TASK TO CARRY OUT
Return the entries that follow exactly, with no images.
===== SOURCE MATERIAL =====
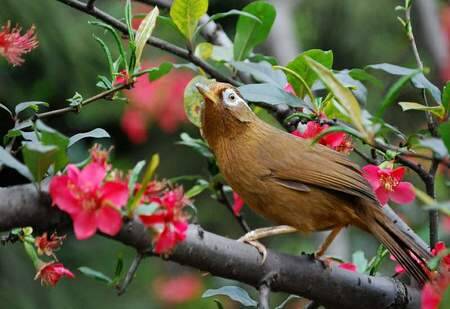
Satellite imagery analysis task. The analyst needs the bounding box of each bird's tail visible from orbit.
[365,205,432,285]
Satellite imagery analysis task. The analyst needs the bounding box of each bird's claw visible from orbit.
[238,235,267,264]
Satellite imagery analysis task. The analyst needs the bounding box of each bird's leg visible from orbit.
[238,225,298,263]
[314,226,343,258]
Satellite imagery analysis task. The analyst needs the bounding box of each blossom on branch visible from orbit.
[35,261,74,287]
[49,162,129,240]
[139,188,189,254]
[35,232,66,257]
[361,164,415,206]
[232,192,245,215]
[0,21,38,66]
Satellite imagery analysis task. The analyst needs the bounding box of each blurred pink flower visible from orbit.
[338,262,357,272]
[232,192,245,215]
[122,59,193,143]
[283,83,296,95]
[153,274,203,305]
[0,21,38,66]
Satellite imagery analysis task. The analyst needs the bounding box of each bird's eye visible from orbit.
[228,93,236,101]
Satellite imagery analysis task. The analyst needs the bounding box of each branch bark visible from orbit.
[0,184,421,308]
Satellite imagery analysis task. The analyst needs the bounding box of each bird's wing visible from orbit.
[259,129,377,203]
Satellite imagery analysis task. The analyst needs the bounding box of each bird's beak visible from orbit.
[196,83,218,104]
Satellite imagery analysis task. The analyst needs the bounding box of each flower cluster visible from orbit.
[35,261,74,287]
[49,147,129,240]
[138,185,189,254]
[362,164,415,206]
[0,21,38,66]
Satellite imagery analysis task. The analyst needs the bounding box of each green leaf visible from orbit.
[194,9,261,41]
[366,244,388,275]
[68,128,110,147]
[275,295,301,309]
[78,266,112,284]
[233,1,276,61]
[134,6,159,69]
[249,54,278,65]
[311,125,362,145]
[423,201,450,216]
[178,132,213,159]
[439,285,450,309]
[230,61,286,87]
[93,35,114,77]
[443,82,450,111]
[112,254,124,283]
[124,0,134,41]
[287,49,333,99]
[352,251,368,273]
[367,63,441,104]
[185,179,209,198]
[129,154,160,213]
[304,57,366,135]
[135,202,159,216]
[183,75,215,127]
[194,43,233,62]
[438,122,450,154]
[416,137,448,158]
[22,142,58,182]
[137,62,173,81]
[0,103,13,118]
[36,121,69,172]
[0,146,32,180]
[238,83,309,108]
[15,101,48,116]
[202,286,257,307]
[376,70,420,117]
[348,68,382,88]
[398,102,446,118]
[128,160,146,194]
[170,0,208,41]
=====
WORKED SOLUTION
Satellite imagery analysis task. The analyst needs the bounding box of each bird's tail visible from orbit.
[365,205,432,285]
Satellite imagery analysis task. The analyst needs the bounding box of each bird's claw visible from orbit.
[238,235,267,264]
Satellite imagery analysis task. The analyst needs the bounding box of each bird's leg visible from orbit.
[238,225,298,263]
[314,226,343,258]
Satellite imagery analysis task. The analyst needs the bounding box of each blossom on branch visible from orbit.
[35,261,74,287]
[49,162,129,240]
[139,188,189,254]
[35,232,66,257]
[361,164,415,206]
[232,192,245,215]
[0,21,38,66]
Satellite imagery analysis task. The analyst needs the bounding box of each blurred pink flower visible from orbit.
[338,262,357,272]
[232,192,245,215]
[122,59,193,143]
[283,83,296,95]
[153,274,203,305]
[0,21,38,66]
Satellite imagery analysis task. The analyst needs the bounding box of each bird's eye visible from orbit.
[228,93,236,101]
Satellite imagery analysis task. The analyst needs the bounding box of each branch bark visible from orbit.
[0,184,421,308]
Satellite imagery analysis task. The analyst needs the bounding box of each bird's wing visible from orbit.
[259,129,377,203]
Satellite imagery analysis task. The analyst needs the bounding box of each bird's beak visible from orbit.
[196,83,218,104]
Satellite imagery analysis task. The analyst needs the bounding box of each flower cluster visible from orbit.
[35,261,74,287]
[49,147,129,240]
[138,185,189,254]
[362,164,415,206]
[0,21,38,66]
Satellite imagery analysis task. The analyst needs the bounding box of each green leaf visible from orbit.
[194,9,261,41]
[366,244,388,275]
[68,128,110,147]
[275,295,301,309]
[78,266,112,284]
[233,1,276,61]
[134,6,159,69]
[249,54,278,65]
[311,125,362,145]
[423,201,450,216]
[178,132,213,159]
[439,285,450,309]
[230,61,286,87]
[93,35,114,77]
[443,82,450,111]
[112,254,124,283]
[124,0,134,41]
[287,49,333,99]
[352,251,368,273]
[367,63,441,104]
[185,179,209,198]
[129,154,160,213]
[304,57,366,135]
[135,202,159,216]
[183,75,215,127]
[194,43,233,62]
[438,122,450,154]
[416,137,448,158]
[22,142,58,182]
[137,62,173,81]
[0,103,13,118]
[36,121,69,172]
[0,146,32,180]
[238,83,309,108]
[15,101,48,116]
[202,286,257,307]
[376,70,420,117]
[348,68,382,88]
[398,102,446,118]
[128,160,146,194]
[170,0,208,41]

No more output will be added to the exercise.